--- What is required ---
Copy the data from the line containing "of the shrub" through the end of the data, switching "rocky cliff" to "steep cliff" and leaving everything else unchanged. Give back only those lines.

--- Supplied information ---
···
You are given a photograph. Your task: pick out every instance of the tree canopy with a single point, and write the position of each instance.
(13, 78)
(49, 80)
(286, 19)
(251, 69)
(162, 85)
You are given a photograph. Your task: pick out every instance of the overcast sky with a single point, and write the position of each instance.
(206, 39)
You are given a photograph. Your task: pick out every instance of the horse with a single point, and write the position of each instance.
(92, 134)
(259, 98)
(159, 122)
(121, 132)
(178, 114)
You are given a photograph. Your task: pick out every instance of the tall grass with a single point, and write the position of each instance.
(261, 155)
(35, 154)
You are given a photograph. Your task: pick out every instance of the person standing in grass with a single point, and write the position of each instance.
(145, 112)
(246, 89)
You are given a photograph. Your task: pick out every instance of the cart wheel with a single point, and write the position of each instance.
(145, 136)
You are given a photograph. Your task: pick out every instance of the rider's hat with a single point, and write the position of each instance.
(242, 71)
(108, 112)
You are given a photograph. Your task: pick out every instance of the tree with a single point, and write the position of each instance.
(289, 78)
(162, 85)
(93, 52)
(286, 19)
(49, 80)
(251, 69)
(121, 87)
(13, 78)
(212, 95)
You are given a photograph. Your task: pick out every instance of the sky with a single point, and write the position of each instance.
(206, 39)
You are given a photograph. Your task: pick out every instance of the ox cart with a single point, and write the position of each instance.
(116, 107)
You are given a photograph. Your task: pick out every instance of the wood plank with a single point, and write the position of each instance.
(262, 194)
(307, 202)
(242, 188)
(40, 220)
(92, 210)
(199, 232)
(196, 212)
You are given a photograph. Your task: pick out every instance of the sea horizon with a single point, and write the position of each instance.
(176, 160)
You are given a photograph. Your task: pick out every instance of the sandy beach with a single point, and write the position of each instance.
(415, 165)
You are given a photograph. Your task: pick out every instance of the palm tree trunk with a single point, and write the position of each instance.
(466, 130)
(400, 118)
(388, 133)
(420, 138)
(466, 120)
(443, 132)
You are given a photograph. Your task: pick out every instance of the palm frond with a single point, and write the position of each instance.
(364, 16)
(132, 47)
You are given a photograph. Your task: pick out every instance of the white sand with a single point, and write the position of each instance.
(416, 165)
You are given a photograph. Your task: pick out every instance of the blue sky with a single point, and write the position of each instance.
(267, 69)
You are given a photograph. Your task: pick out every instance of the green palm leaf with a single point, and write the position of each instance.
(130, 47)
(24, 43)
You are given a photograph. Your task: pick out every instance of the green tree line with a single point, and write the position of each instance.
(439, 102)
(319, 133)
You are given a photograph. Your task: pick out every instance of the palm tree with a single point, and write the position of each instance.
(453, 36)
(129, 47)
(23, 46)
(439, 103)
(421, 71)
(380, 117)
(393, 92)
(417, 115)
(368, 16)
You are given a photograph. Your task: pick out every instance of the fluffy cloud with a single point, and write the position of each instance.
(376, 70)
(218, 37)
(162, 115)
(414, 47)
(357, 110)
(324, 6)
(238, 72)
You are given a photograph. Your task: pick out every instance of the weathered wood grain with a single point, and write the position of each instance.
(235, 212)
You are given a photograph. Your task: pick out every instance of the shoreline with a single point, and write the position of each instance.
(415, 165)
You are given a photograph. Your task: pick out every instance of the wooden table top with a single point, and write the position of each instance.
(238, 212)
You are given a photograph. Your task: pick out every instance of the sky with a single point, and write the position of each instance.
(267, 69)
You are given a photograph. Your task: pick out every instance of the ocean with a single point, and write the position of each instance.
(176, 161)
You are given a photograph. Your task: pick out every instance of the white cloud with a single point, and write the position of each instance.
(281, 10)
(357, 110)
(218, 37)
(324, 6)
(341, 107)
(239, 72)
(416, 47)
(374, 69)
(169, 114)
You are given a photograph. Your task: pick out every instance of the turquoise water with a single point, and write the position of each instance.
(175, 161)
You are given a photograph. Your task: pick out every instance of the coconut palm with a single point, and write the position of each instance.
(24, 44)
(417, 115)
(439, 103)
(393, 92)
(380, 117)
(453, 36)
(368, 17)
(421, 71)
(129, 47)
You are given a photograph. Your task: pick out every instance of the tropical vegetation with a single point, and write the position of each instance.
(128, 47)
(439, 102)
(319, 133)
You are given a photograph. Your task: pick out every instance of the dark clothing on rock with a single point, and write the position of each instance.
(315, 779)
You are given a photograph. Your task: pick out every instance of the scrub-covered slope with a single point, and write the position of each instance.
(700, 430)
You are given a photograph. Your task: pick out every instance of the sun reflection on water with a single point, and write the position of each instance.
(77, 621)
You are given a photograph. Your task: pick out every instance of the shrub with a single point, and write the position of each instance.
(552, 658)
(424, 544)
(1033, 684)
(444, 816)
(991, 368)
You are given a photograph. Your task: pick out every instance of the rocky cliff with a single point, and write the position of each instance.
···
--- Response to this exercise ---
You are given a photograph. Your task: pick out every instance of the shrub with a single point, and write the position of each instance.
(552, 658)
(424, 544)
(1033, 684)
(444, 816)
(991, 368)
You are given a photograph. Your task: pick out every instance of the steep cliff with a single point, and write the position of each instance.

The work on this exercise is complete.